------ Source extract

Drinking may be considered a serious problem when a person…
- consumes more than initially intended.
- drinks to manage emotional issues such as anxiety, rejection, depression or anger.
- has tried to reduce intake, without success.
- has given up social or occupational activities for drinking.
- has had to face serious work, relationship, financial or legal issues that were attributable to drinking or exacerbated by it.
- spends time and energy achieving the effect or recovering from it.
- knows that alcohol has negative consequences but continues to drink.
- engages in other dysfunctional behavior, which he/she may or may not be aware of, in connection with or as a consequence of drinking.
It is more indicative of dependence than abuse, if a person –
- needs to drink in order to function [e.g.: socially or at work].
- uses alcohol regularly to function [e.g.: to relax or go to sleep].
- has increased tolerance, and needs to drink more than in the past to achieve the desired effect.
Any one of the above issues can be an indicator of a serious problem; there is no need to add them to get a score.
Once it appears likely that a person is misusing alcohol, each of the above areas should be discussed, in order to get a better picture of the person’s problem. Still, you shouldn’t expect to get the whole picture at this time. People typically don’t admit the full extent of their alcohol use for a variety of reasons, especially this early in treatment.

------------
------ Listed entries

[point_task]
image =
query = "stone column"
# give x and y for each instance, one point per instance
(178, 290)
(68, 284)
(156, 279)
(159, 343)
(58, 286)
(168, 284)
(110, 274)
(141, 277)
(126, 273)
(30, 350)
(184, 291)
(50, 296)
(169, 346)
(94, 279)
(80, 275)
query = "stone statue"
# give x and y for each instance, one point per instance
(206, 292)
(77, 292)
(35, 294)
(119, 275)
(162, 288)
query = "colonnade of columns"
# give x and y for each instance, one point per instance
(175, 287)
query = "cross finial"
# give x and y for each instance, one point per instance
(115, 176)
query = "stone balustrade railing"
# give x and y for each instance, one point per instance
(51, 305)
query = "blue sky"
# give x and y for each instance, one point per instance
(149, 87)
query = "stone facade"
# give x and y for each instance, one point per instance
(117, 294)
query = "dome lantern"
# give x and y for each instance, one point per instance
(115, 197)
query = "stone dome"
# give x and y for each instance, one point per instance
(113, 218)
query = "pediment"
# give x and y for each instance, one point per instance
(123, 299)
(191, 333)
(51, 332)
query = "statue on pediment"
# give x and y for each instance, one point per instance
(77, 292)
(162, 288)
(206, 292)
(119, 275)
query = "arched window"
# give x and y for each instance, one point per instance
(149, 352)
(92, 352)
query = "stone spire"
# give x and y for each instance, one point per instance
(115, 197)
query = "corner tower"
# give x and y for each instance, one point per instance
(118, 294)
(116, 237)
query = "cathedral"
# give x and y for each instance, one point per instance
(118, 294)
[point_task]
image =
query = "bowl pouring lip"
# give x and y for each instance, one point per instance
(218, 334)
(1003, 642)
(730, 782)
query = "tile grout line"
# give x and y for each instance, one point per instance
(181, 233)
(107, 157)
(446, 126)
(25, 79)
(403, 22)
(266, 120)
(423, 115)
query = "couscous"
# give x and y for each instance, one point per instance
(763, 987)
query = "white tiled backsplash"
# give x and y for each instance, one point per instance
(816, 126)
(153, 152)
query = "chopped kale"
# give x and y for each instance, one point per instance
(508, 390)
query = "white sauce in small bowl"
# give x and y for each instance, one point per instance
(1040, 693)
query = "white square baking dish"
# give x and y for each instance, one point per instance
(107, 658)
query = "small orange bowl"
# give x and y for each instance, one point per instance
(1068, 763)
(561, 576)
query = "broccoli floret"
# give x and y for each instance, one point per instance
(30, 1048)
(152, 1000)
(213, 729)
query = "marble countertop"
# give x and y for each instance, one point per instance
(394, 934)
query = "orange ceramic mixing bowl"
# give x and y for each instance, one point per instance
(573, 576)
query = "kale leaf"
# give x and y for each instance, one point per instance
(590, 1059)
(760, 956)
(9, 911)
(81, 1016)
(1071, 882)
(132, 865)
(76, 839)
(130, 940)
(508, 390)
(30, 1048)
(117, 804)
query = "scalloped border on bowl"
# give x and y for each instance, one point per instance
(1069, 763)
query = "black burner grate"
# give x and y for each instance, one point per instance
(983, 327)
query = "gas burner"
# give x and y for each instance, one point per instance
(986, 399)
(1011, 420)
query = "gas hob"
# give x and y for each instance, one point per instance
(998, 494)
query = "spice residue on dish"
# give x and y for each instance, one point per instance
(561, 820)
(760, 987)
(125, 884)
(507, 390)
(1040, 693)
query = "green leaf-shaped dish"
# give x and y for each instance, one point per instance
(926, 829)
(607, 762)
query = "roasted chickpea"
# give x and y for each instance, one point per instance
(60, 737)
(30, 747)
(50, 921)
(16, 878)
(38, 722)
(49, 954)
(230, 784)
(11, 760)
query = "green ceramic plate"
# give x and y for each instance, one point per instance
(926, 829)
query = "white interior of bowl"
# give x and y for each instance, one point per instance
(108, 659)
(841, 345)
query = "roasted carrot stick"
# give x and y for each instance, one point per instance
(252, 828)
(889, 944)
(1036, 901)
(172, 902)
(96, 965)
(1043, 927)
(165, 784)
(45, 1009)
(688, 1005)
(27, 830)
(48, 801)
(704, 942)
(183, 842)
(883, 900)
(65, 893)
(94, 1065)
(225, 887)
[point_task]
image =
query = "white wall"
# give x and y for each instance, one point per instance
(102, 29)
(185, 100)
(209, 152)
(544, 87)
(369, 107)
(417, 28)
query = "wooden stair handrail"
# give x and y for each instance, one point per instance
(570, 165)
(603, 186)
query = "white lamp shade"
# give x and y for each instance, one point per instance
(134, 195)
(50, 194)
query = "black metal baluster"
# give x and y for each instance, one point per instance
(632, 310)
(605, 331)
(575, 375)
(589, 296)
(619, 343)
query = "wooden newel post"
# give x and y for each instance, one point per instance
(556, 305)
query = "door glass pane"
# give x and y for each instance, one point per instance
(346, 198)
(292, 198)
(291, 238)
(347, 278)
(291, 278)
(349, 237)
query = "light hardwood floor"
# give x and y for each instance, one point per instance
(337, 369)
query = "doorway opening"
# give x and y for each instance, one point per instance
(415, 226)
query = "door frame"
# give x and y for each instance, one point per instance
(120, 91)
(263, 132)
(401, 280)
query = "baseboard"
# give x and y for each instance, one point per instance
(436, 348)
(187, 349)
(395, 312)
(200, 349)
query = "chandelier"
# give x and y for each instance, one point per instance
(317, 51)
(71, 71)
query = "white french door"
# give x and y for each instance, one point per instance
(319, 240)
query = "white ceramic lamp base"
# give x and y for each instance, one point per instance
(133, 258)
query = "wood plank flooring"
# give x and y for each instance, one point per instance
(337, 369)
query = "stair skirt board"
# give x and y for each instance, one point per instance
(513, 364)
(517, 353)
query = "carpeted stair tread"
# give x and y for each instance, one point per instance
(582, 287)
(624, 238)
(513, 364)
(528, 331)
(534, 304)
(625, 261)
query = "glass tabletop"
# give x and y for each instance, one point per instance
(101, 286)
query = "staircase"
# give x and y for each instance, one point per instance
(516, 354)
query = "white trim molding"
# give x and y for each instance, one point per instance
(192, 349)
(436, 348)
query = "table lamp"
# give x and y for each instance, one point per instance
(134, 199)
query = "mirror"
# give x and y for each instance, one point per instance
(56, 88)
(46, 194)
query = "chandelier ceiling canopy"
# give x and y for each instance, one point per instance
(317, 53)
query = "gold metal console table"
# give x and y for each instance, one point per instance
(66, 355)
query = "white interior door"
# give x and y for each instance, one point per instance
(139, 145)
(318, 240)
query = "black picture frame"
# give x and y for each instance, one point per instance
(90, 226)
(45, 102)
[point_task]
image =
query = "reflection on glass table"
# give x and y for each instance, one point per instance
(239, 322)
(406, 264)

------------

> Work instructions:
Rewrite the problem-drinking text starting with "- has had to" and going on through "recovering from it.", putting "money" in place of "energy".

> Solved exercise:
- has had to face serious work, relationship, financial or legal issues that were attributable to drinking or exacerbated by it.
- spends time and money achieving the effect or recovering from it.